▶ WHAT THE TASK ASKS: If a line in the entries includes "handlebar", show that line.

▶ RECORD EXCERPTS:
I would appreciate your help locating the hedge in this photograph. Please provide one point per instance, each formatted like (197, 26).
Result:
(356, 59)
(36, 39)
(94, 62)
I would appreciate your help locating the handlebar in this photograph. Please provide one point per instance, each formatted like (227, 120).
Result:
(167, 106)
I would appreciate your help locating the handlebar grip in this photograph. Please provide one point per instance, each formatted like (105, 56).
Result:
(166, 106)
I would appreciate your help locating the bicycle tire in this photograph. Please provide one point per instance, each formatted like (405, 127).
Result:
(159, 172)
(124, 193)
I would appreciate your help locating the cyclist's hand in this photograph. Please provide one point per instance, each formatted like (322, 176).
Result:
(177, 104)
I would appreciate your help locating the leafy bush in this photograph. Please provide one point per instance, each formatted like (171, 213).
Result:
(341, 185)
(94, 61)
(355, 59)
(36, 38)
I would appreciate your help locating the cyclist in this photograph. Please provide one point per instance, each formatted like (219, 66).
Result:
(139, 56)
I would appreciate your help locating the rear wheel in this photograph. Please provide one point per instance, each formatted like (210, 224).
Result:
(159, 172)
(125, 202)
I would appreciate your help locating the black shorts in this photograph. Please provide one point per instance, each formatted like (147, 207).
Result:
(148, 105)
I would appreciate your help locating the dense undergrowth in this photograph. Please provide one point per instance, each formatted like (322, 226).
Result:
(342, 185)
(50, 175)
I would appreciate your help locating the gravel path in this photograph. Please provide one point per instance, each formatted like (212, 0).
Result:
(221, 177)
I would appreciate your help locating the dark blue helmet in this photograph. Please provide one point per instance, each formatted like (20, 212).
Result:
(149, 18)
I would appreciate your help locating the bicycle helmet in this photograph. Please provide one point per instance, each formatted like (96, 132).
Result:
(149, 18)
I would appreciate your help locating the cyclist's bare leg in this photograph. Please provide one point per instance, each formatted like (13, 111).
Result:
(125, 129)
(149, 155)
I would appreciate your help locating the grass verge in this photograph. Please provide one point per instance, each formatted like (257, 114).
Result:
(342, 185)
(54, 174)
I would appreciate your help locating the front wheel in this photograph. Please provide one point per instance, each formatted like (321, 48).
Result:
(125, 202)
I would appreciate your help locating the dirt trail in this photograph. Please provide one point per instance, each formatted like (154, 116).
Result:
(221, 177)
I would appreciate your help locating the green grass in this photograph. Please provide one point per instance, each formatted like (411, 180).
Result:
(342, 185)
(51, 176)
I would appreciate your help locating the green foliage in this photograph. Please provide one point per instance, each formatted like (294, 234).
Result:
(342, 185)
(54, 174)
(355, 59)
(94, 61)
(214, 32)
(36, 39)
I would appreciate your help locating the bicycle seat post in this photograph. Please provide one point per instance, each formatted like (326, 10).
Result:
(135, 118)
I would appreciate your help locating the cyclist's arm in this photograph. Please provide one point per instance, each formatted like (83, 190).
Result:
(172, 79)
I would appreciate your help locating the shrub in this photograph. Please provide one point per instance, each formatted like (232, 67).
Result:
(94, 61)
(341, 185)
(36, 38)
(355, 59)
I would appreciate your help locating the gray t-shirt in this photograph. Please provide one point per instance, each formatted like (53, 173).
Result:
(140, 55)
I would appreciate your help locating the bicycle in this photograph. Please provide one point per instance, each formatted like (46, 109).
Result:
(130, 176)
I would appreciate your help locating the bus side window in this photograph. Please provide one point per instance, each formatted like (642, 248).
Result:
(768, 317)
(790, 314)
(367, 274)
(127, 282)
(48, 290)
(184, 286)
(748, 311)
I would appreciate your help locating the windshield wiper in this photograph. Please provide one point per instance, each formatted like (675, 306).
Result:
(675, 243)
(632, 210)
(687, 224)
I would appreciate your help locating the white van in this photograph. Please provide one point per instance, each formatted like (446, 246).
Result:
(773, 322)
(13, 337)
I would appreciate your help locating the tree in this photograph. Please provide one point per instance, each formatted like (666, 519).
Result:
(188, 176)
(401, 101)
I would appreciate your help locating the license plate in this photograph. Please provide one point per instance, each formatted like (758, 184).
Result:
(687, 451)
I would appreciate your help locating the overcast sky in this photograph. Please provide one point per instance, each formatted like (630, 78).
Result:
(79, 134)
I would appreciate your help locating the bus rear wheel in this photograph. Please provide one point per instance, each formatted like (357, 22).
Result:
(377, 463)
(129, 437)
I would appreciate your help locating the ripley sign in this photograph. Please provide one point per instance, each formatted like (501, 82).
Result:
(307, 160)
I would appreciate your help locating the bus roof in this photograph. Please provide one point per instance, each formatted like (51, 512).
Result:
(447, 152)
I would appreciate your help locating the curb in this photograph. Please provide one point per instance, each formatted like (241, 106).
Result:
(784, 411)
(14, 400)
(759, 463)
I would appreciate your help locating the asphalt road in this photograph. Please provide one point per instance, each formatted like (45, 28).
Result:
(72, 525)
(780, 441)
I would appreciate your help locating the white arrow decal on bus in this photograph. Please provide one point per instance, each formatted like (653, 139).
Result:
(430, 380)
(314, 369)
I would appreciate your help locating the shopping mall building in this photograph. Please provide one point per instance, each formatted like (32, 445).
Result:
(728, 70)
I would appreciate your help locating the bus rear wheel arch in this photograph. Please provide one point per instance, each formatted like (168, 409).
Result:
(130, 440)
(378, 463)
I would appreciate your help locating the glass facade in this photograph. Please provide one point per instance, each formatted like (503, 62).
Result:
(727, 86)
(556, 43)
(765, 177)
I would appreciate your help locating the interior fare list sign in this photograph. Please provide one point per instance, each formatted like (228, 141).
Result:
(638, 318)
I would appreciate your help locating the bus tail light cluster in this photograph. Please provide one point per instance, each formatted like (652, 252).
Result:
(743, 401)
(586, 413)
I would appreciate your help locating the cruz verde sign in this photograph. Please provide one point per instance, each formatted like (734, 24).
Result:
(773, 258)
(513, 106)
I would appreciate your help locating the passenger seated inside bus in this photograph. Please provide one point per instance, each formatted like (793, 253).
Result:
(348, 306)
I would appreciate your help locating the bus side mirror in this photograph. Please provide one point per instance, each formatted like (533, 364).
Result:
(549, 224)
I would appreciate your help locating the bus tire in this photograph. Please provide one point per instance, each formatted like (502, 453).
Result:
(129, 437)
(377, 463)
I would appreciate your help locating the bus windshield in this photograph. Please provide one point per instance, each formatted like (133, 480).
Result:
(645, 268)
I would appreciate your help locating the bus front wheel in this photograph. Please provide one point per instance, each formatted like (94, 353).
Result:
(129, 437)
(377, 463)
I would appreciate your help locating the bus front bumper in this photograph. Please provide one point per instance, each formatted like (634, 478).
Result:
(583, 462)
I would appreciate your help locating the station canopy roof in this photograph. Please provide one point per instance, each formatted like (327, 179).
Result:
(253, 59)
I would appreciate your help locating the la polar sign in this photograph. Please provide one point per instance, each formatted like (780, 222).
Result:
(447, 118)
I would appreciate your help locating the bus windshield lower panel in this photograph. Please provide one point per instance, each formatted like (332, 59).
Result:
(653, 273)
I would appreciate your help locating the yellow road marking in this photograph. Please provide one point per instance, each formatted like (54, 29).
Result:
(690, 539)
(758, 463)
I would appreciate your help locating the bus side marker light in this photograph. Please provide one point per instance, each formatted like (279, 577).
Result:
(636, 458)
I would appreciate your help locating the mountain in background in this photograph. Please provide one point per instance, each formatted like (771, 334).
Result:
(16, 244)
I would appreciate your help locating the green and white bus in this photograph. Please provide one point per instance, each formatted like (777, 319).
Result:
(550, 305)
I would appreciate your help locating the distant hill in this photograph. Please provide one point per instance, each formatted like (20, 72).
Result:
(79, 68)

▶ ANSWER BOX:
I would appreciate your help locating the handlebar in this photograph. Please provide one point per instance, each formatted like (227, 120).
I would appreciate your help locating the handlebar grip in this photograph. Please provide one point per instance, each formatted like (105, 56).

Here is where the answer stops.